▶ EXERCISE PROMPT
Nothing but the pictures should be dropped; repeat the rest of the data below exactly.

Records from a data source
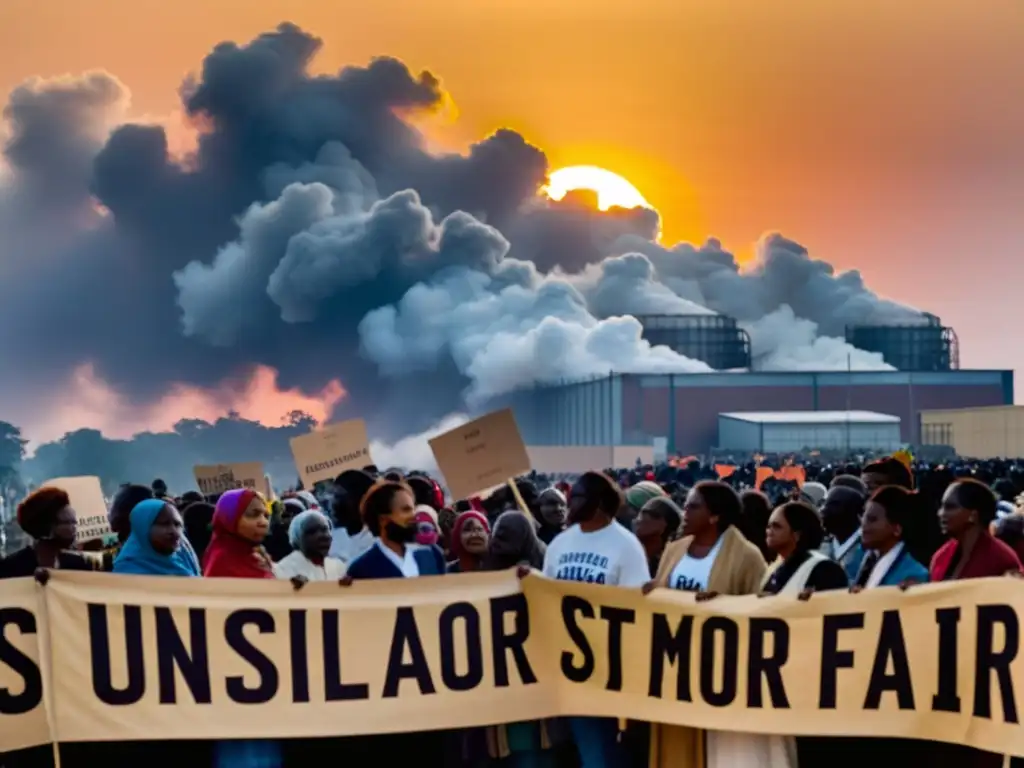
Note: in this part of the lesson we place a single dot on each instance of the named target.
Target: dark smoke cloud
(312, 231)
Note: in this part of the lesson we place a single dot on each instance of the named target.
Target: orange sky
(883, 135)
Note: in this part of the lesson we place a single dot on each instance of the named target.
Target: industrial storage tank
(924, 346)
(715, 339)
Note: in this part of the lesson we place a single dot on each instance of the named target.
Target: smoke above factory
(312, 232)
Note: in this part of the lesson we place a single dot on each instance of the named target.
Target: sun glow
(612, 189)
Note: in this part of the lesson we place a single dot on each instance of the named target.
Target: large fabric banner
(239, 658)
(23, 715)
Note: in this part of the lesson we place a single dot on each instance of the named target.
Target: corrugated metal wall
(630, 409)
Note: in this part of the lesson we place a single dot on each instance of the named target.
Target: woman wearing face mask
(470, 537)
(309, 536)
(552, 511)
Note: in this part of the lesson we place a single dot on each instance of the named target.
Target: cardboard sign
(87, 500)
(484, 453)
(325, 454)
(216, 478)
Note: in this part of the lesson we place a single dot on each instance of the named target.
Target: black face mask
(399, 534)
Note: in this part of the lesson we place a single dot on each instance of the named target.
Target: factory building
(797, 431)
(683, 409)
(977, 432)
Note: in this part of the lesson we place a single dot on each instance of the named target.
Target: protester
(754, 523)
(124, 502)
(154, 546)
(888, 471)
(198, 518)
(390, 516)
(551, 514)
(427, 525)
(309, 536)
(546, 743)
(513, 542)
(655, 526)
(1010, 530)
(241, 522)
(595, 550)
(841, 515)
(47, 517)
(795, 535)
(470, 538)
(968, 511)
(713, 558)
(350, 537)
(884, 525)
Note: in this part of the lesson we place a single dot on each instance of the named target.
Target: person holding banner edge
(596, 549)
(713, 557)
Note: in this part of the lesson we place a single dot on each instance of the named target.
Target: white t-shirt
(693, 573)
(347, 548)
(611, 555)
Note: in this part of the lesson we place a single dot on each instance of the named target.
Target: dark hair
(190, 497)
(895, 472)
(38, 512)
(601, 487)
(722, 500)
(664, 508)
(124, 502)
(849, 481)
(423, 491)
(377, 503)
(1010, 529)
(198, 518)
(804, 519)
(898, 504)
(757, 510)
(978, 497)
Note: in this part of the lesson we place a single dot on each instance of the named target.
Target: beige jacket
(738, 569)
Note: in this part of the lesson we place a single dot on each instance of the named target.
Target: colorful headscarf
(460, 522)
(228, 554)
(137, 555)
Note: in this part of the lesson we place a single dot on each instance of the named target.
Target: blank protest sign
(484, 453)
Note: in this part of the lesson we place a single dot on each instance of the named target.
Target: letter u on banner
(24, 720)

▶ EXPECTED ANSWER
Note: in this part of the lesson we place a single dot on each instance of the named target.
Target: dark smoke cloud
(312, 231)
Note: in this part of the lesson we place a single dot on each instance of the named target.
Target: orange sky
(883, 135)
Note: in this part of the lesson we place a single dot on each instance of the named target.
Target: industrial storage tank
(924, 346)
(715, 339)
Note: in this part of the lesson we place a single dot on each instance of the named target.
Target: smoke above factory
(312, 232)
Note: in this part of the lesson we place a single dot on each instance of the named target.
Target: sun glow
(612, 189)
Note: in this part of the lesson we place a single dot on each instance of the named target.
Target: large fabric banner
(239, 658)
(23, 715)
Note: in this part of the lesson we place a single dot on each instance of the named target.
Target: corrugated metal wall
(630, 409)
Note: in this part of the lesson we place a single dot on each instance of the named target.
Target: woman wearing face mask
(470, 537)
(309, 536)
(552, 511)
Note: in this part of the lesson we place a single dot on each instance of the named target.
Target: cardboard sign
(87, 500)
(484, 453)
(325, 454)
(216, 478)
Note: in this part of the lesson we place a single dot on each instance of the named target.
Target: black face mask
(399, 534)
Note: in this part of the lesson we place a single dot on each instance of the named target.
Target: factory building
(797, 431)
(683, 409)
(977, 432)
Note: in this part of the lesson we place a single dot on each instance of the named target.
Target: protester
(754, 523)
(124, 502)
(154, 546)
(888, 471)
(198, 518)
(390, 516)
(551, 514)
(427, 525)
(309, 536)
(546, 743)
(513, 542)
(655, 526)
(1010, 530)
(241, 522)
(595, 550)
(841, 515)
(47, 517)
(795, 535)
(470, 538)
(968, 511)
(713, 558)
(350, 537)
(884, 525)
Note: in this part of the lesson we place a single dot on each instance of the named target.
Target: person holding banner edge
(596, 549)
(713, 557)
Note: in this part of the lesson we place a single dot on each instance of the named target.
Target: white t-shirt
(693, 573)
(347, 548)
(611, 555)
Note: in this part of the lesson we place a single dot on each instance of the named target.
Target: dark hair
(190, 497)
(895, 472)
(38, 512)
(601, 487)
(722, 500)
(664, 508)
(124, 502)
(849, 481)
(423, 491)
(377, 503)
(1010, 529)
(198, 518)
(804, 519)
(898, 504)
(757, 510)
(978, 497)
Note: in this part of the lesson we place a single dot on each instance of the named target.
Target: beige jacket
(738, 569)
Note: in this part of the lesson we place a single dot on each instance of the named target.
Target: colorful headscarf
(460, 522)
(228, 554)
(137, 555)
Note: in this part of the lesson we place a single dot on each instance of the named target.
Target: blank protest sign
(484, 453)
Note: in this part of the lesson we place a single dot on each instance of the named target.
Target: letter u on banner
(24, 720)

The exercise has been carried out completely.